■ WHAT NEEDS TO BE DONE
Write out exactly the lines running from the line that includes "Keypoint guideline: for each instance of the forearm" to the end of the data, both ends included, and nothing besides.
-- start --
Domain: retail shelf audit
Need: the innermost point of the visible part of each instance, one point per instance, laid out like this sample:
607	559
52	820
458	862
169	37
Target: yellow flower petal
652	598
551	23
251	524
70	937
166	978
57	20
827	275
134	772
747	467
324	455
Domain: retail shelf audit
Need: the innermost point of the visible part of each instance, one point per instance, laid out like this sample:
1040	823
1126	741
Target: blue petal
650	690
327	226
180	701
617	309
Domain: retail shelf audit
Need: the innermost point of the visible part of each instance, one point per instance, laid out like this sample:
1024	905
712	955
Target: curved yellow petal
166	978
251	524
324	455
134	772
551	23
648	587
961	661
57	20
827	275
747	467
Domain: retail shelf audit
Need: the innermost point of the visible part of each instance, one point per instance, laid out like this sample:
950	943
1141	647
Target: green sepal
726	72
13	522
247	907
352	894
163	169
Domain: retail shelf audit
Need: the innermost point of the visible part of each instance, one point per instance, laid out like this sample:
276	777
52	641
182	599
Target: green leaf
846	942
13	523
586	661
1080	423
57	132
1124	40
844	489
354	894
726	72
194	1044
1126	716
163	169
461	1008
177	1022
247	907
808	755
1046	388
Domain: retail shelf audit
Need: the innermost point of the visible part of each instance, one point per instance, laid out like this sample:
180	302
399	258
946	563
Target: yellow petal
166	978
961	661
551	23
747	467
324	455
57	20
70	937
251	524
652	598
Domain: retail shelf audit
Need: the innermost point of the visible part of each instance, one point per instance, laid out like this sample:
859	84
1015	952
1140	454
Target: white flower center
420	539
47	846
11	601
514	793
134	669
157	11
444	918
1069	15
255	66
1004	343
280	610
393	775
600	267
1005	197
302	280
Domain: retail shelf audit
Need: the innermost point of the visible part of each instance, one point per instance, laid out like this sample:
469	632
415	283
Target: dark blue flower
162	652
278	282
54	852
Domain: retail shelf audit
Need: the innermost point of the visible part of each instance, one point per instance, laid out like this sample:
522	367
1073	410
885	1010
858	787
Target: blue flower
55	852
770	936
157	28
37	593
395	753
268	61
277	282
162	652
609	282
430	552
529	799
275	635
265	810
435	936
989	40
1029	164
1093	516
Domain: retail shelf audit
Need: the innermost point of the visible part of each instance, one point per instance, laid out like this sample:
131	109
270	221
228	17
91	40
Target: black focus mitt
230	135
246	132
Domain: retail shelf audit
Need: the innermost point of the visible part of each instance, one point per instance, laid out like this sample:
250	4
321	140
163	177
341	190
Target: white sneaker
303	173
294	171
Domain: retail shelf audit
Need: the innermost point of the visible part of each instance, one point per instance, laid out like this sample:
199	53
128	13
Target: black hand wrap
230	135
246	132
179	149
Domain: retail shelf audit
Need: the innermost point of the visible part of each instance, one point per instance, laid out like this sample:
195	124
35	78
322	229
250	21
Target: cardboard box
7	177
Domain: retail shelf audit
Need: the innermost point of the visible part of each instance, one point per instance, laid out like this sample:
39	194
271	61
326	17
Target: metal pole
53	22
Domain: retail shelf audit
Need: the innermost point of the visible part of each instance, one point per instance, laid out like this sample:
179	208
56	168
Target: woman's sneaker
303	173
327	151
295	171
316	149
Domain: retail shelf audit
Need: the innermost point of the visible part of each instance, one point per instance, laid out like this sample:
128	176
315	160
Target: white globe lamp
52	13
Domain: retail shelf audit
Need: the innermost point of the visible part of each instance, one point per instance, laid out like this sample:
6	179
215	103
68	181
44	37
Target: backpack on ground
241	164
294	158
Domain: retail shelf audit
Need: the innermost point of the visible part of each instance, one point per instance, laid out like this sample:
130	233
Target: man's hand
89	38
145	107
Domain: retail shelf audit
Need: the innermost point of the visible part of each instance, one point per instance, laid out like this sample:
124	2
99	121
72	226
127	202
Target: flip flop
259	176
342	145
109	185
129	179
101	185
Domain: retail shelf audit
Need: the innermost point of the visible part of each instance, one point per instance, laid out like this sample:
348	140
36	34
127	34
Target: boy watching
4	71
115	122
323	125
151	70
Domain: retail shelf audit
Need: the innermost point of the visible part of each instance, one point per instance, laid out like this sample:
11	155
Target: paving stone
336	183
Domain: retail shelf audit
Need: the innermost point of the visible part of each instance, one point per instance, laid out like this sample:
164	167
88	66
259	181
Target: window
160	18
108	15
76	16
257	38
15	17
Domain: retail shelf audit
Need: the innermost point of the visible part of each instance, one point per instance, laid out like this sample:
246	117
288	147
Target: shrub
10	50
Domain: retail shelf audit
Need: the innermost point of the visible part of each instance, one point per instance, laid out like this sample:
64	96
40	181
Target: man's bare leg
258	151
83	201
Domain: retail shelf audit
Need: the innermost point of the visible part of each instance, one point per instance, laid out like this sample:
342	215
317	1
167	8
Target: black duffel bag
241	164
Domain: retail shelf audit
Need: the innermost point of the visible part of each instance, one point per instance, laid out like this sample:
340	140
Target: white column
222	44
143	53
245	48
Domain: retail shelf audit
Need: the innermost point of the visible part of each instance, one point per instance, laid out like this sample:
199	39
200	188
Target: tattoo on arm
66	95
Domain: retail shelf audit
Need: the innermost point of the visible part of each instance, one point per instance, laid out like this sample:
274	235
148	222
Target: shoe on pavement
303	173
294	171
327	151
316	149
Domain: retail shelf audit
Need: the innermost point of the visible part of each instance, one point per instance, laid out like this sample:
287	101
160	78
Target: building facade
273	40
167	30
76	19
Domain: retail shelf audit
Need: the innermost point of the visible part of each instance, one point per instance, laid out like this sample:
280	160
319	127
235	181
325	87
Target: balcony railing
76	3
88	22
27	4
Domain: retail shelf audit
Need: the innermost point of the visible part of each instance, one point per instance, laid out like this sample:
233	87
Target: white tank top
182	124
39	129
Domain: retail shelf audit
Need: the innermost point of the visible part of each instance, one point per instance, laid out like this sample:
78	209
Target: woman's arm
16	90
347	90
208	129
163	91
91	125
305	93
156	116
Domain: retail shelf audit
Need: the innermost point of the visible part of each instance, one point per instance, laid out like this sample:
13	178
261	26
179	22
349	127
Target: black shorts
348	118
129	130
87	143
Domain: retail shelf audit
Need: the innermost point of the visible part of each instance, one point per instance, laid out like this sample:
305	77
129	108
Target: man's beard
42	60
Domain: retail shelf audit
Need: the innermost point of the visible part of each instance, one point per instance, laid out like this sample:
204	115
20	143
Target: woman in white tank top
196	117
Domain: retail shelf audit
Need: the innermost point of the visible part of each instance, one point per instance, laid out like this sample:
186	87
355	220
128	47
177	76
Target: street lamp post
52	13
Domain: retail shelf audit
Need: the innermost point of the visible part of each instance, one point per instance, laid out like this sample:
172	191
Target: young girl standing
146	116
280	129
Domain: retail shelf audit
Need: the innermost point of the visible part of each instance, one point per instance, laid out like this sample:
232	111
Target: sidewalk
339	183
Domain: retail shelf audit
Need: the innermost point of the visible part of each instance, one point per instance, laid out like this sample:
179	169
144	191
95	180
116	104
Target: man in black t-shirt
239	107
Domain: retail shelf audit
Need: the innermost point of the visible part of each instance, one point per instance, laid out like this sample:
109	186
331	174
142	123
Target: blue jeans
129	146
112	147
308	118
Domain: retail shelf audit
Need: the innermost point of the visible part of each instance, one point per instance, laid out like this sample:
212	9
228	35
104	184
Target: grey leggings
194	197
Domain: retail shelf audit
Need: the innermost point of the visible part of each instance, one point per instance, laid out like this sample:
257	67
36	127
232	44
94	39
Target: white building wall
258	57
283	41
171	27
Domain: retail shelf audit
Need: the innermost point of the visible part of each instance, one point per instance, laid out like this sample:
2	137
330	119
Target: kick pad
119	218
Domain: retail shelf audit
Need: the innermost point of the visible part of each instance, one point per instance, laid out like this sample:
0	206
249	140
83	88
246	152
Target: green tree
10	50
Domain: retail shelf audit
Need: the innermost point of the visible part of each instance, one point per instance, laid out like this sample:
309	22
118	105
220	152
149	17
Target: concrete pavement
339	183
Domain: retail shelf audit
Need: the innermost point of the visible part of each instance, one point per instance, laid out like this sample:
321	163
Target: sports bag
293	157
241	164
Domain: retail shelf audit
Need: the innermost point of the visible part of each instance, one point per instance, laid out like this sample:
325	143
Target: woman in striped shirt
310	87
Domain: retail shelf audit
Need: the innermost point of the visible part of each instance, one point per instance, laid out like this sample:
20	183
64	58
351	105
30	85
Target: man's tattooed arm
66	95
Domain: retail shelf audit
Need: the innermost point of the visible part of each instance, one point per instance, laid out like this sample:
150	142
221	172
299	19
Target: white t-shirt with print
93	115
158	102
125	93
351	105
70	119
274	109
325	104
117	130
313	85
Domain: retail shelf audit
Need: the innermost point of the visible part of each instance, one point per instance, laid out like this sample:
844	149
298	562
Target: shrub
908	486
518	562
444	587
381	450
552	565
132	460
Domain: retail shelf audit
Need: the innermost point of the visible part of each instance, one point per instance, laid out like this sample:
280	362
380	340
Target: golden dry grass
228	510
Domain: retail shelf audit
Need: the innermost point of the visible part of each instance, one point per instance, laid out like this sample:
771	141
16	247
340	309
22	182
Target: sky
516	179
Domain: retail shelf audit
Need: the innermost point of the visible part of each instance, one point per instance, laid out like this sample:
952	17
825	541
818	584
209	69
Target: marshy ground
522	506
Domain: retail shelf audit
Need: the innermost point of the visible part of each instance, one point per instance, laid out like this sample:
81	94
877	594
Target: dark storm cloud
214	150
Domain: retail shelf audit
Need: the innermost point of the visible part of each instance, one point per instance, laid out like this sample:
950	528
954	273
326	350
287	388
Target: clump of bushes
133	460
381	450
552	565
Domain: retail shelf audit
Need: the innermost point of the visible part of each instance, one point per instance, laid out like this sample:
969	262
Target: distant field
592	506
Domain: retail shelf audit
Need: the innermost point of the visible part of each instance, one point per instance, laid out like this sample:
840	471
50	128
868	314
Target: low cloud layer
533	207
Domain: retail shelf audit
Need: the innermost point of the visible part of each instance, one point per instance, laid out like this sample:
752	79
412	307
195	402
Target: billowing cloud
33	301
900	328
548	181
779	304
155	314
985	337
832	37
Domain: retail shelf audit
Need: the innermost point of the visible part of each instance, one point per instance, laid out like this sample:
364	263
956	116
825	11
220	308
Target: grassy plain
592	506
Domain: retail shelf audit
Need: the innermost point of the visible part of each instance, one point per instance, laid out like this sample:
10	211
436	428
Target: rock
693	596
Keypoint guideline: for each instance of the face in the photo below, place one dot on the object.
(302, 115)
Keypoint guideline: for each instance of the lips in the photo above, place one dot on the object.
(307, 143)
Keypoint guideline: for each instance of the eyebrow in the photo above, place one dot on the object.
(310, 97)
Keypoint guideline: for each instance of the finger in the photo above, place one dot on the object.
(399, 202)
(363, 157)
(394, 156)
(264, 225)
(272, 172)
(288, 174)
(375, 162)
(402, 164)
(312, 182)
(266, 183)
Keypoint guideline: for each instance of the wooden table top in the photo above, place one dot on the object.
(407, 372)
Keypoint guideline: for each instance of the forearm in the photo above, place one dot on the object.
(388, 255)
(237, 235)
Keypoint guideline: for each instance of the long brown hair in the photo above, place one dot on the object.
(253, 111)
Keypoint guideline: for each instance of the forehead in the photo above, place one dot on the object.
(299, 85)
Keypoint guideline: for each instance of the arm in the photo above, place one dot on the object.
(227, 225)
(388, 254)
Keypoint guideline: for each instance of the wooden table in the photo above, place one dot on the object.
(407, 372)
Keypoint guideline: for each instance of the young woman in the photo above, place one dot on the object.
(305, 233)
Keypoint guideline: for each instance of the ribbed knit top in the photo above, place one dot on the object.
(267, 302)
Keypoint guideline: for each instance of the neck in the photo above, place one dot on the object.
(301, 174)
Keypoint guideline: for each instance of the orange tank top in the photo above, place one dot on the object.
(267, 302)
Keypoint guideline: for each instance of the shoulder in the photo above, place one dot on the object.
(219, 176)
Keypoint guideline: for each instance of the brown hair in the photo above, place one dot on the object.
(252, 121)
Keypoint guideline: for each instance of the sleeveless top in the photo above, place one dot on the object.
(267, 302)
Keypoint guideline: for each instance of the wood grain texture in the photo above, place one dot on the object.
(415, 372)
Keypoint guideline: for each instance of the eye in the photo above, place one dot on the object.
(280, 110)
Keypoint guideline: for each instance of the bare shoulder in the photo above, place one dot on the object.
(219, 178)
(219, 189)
-- end --
■ REPLY
Keypoint guideline: for each instance of the forearm in the photo above, place one dot on the object.
(388, 255)
(237, 235)
Keypoint guideline: for each instance of the long brown hair in the photo above, place one dot on the object.
(253, 111)
Keypoint guideline: for each instance of the forehead in the photo above, place one dot on the object.
(299, 85)
Keypoint guideline: for each instance of the arm in the photo above, place one dot on the object.
(227, 225)
(388, 254)
Keypoint guideline: for each instance of the wooden table in the photo above, place one dot on the object.
(407, 372)
Keypoint guideline: for each instance of the young woman in the photo above, place one dot on the object.
(305, 233)
Keypoint guideline: for each instance of the ribbed knit top in the photo above, place one dot on the object.
(267, 302)
Keypoint guideline: for each instance of the neck in the photo above, place one dot on the object.
(301, 174)
Keypoint guideline: for each instance of the orange tank top in the photo above, place one dot on the object.
(267, 302)
Keypoint guideline: for each instance of the shoulder in the photo above, place one dot on the object.
(219, 176)
Keypoint guideline: for each instance of the brown hair in the photo above, place one dot on the object.
(252, 121)
Keypoint guideline: for each instance of the sleeveless top in the photo above, place one dot on the object.
(267, 302)
Keypoint guideline: for each instance of the wood grain texture in the photo above, place one dot on the object.
(415, 372)
Keypoint guideline: for each instance of the eye in the photo above, place one dot on the object.
(280, 110)
Keypoint guideline: for each instance of the bare shoulder in the photo above, place one dot on the object.
(219, 178)
(219, 189)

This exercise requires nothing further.